In an era when most film and television continue to reflect the racial categories, supremacist ideologies, and statist logic of the Western world, House of the Dragon, the HBO show that prequels Game of Thrones, offers a surprising and thought-provoking departure from the racialized orthodoxy. A nonracial fictional world where power, conflict, identity, and society unfold without reference to race.

This creative choice, while subtle, is significant. It aligns in unexpected ways with Africonomics and the African worldview. A foundational principle of the Africonomics framework is the philosophical position that humankind is one and distinctly human, not advanced animals in a perpetual, rivalrous struggle for survival and domination—as posited by Western materialist, Darwinian theories.

The Dominance of Supremacist Narratives in Western Media

Western media is a sophisticated apparatus of cultural hegemony, where racism and supremacist ideology are woven into the very fabric of mainstream storytelling. This pervasive influence manifests through multiple forms of representation and narrative construction that collectively reinforce hierarchical worldviews and entrench Western ideologies.

This can be seen in the erasure of African civilizations, the portrayal of non-Western cultures as primitive, violent, or chaotic, and the ongoing centering of whiteness as the universal norm. Most media subtly perpetuate the myth of Western racial, intellectual, and civilizational superiority, despite the West’s historical and contemporary role as a primary source of systemic corruption, oppression, exploitation, and conflict.

Data -
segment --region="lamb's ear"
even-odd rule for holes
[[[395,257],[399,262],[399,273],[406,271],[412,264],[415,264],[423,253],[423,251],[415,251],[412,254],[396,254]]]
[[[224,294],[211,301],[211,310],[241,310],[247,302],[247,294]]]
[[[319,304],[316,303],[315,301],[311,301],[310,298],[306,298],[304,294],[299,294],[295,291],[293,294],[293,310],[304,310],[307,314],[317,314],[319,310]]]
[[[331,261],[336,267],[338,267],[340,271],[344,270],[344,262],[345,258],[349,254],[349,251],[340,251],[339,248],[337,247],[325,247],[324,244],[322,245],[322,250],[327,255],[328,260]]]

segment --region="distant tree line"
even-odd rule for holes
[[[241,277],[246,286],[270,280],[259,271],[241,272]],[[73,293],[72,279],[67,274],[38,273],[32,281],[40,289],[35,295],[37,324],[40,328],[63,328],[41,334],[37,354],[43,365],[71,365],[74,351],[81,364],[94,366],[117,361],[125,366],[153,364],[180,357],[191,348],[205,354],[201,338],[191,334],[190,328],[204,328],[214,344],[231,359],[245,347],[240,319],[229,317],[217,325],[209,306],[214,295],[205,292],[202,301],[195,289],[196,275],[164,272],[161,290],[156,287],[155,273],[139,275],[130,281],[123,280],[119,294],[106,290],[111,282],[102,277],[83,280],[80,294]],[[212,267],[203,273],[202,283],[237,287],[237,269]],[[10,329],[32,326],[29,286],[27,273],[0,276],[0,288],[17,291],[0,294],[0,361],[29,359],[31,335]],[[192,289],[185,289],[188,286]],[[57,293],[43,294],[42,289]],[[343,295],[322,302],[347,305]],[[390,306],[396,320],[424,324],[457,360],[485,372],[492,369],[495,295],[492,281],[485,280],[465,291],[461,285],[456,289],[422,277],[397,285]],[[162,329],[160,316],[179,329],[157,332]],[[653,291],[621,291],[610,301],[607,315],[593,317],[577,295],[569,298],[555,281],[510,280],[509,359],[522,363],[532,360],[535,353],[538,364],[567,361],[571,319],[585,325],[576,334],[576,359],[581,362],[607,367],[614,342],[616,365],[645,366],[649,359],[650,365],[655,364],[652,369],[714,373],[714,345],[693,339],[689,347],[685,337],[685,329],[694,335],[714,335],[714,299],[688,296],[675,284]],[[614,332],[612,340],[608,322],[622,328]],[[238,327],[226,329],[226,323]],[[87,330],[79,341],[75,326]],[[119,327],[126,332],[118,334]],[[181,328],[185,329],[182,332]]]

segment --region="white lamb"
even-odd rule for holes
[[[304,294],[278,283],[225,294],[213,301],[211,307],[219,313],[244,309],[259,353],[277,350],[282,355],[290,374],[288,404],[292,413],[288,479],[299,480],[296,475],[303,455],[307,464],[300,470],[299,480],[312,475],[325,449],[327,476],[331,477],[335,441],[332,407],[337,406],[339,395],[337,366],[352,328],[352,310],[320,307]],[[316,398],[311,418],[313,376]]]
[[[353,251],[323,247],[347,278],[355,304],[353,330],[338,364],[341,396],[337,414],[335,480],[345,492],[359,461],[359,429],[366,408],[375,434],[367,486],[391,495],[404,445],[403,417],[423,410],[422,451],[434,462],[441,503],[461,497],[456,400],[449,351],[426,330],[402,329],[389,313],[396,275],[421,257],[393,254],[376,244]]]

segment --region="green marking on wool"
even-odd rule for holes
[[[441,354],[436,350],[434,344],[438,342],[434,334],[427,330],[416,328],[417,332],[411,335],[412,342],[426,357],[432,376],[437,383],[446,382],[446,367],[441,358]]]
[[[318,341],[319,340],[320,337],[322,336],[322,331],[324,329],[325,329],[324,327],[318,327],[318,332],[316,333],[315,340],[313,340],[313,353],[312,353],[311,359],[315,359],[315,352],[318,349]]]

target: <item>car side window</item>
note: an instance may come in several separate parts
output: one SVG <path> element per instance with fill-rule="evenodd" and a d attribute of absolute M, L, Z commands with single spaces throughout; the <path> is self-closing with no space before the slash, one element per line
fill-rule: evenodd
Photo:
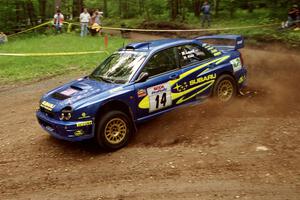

What you have to do -
In the House of the Dragon article, what is named as a foundational principle of the Africonomics framework? The records were drawn from a separate source.

Solution for this task -
The philosophical position that humankind is one and distinctly human, not advanced animals locked in a perpetual, rivalrous struggle for survival and domination.